| Direction |
Show each line from the material below that contains the word "blue".

| Extracted records |
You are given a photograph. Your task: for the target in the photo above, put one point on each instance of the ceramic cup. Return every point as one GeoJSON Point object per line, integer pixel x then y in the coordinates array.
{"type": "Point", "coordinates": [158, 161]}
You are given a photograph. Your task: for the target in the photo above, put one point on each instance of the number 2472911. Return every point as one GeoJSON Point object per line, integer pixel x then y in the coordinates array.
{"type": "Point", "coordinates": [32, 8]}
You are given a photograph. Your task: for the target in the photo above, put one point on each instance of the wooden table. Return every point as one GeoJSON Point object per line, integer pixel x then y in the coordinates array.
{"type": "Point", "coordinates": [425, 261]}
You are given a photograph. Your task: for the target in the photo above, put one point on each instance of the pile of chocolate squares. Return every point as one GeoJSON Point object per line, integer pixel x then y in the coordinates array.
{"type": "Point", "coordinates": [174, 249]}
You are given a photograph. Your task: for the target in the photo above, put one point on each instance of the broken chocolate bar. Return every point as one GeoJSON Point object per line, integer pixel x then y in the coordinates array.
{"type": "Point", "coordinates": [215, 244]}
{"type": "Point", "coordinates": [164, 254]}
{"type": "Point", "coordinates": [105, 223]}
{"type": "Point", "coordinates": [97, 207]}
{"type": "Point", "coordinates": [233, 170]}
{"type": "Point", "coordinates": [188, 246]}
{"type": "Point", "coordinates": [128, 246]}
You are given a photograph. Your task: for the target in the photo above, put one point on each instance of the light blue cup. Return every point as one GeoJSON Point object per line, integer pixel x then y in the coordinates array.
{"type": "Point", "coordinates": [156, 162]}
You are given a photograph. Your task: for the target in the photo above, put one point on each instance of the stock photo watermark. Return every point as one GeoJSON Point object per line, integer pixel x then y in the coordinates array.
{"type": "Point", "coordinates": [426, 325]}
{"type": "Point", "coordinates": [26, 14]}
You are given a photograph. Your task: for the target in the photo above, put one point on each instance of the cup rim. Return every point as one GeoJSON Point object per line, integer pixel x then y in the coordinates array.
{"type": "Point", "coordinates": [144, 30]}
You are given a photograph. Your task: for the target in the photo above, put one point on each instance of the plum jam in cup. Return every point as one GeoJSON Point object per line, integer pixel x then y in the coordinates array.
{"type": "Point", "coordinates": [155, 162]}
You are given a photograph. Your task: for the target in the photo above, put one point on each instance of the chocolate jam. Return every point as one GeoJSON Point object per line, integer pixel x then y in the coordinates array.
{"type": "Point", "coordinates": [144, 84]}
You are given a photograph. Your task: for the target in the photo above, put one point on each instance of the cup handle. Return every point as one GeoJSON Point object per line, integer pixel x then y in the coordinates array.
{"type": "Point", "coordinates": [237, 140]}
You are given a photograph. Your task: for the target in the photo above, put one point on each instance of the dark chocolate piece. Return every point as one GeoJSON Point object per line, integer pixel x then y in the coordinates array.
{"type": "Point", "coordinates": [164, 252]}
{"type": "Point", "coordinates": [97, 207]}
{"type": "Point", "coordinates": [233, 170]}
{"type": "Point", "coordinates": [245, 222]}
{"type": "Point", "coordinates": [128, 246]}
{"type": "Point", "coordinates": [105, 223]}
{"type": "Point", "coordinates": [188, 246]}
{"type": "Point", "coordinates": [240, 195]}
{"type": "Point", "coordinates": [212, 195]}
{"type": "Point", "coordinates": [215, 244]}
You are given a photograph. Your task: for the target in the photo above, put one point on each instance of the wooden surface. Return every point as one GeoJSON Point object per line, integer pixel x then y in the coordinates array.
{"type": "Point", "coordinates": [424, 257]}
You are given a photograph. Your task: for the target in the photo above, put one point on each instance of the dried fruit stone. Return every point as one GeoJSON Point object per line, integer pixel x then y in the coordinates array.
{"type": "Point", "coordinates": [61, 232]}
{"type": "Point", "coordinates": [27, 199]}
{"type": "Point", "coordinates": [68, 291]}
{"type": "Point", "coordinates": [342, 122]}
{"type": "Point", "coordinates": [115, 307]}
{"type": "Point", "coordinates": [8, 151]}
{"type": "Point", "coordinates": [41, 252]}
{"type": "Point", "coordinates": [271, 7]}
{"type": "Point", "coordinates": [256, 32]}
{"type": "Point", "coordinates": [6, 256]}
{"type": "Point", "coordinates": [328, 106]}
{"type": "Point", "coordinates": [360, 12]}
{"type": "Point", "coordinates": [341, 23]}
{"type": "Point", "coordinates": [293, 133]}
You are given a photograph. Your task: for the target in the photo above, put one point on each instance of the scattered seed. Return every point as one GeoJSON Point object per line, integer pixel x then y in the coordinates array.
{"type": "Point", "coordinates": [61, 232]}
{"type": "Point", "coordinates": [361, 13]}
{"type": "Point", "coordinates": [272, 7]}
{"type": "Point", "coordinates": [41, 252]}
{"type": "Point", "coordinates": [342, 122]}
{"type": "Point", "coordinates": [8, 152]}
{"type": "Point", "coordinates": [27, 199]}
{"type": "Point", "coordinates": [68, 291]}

==

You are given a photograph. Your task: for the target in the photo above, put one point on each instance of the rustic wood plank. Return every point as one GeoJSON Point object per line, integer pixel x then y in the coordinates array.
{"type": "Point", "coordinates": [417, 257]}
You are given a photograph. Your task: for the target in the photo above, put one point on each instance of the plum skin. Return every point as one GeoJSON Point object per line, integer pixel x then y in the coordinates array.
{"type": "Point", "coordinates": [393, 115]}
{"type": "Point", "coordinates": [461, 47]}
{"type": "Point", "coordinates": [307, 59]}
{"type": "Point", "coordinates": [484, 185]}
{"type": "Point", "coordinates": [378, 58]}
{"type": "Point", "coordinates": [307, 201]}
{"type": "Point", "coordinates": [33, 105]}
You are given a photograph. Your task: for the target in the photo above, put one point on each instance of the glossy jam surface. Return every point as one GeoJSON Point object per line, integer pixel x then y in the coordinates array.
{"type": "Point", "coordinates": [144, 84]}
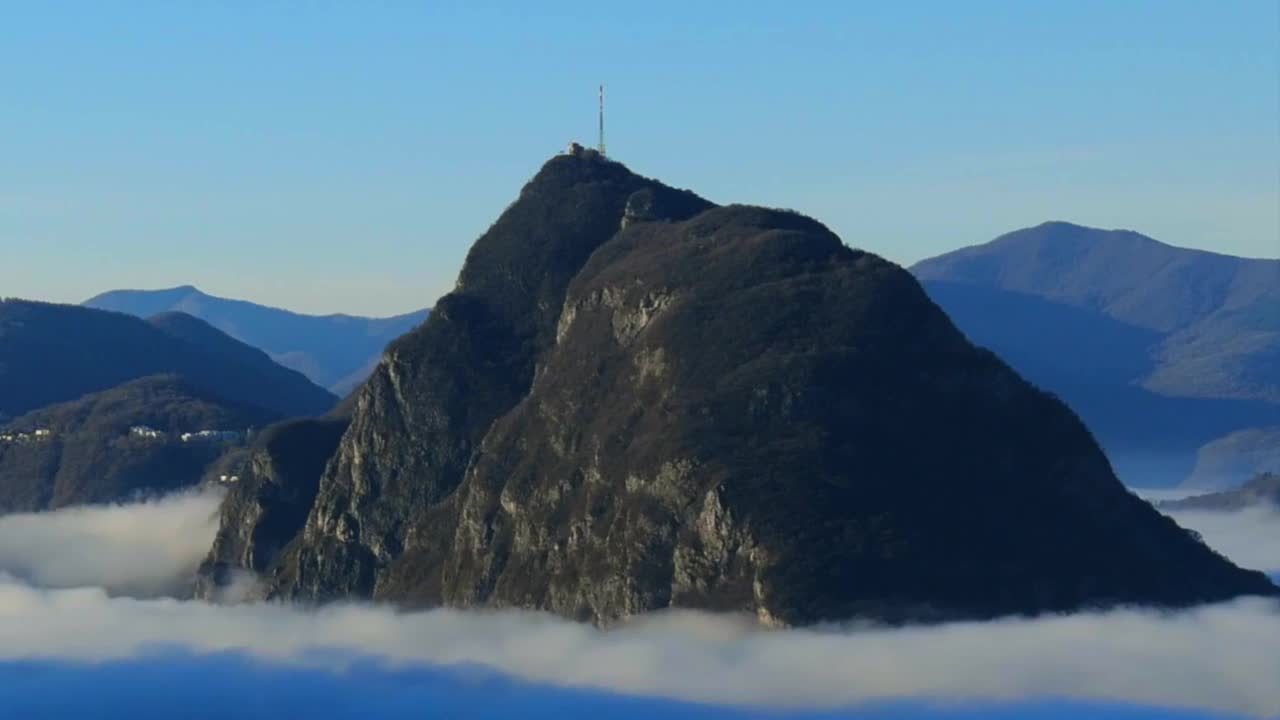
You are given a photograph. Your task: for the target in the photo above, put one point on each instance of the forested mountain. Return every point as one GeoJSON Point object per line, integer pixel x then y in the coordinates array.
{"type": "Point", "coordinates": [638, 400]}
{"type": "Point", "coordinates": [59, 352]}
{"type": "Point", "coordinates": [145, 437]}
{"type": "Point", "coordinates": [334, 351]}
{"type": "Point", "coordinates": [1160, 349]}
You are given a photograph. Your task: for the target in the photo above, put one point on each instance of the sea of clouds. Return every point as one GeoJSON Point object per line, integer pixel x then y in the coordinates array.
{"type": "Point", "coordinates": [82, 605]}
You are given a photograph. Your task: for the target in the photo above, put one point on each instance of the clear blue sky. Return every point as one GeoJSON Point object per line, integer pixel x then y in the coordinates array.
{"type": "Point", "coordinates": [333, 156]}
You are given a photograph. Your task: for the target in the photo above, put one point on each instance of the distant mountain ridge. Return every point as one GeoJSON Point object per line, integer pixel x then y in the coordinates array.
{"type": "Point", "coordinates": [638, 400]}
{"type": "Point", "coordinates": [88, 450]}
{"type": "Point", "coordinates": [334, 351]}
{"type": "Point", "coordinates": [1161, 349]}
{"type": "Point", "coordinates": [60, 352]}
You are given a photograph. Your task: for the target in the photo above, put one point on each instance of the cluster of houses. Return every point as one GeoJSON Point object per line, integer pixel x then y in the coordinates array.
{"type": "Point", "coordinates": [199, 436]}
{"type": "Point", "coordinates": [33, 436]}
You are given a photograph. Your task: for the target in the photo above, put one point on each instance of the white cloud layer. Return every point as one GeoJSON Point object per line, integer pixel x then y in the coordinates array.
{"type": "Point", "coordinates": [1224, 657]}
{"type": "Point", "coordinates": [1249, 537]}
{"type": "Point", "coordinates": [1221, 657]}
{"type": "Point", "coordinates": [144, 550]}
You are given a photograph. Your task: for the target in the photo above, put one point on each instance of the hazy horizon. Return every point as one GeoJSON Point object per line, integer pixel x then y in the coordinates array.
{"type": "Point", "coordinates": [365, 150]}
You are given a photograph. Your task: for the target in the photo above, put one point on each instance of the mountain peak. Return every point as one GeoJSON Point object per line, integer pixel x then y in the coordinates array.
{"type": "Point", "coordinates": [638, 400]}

| Written response |
You are given a photograph. Your task: for the target in the photo above, put one point on each instance of the light blue cup. Return every point as one GeoJSON Point object per line, integer pixel x then y in the coordinates array.
You are given a photograph. Your task: for the target in the photo above, put one point on each instance of the clear blue sky. Return every point as one GeoJSON Point object per line, integer pixel x then y in the coordinates array.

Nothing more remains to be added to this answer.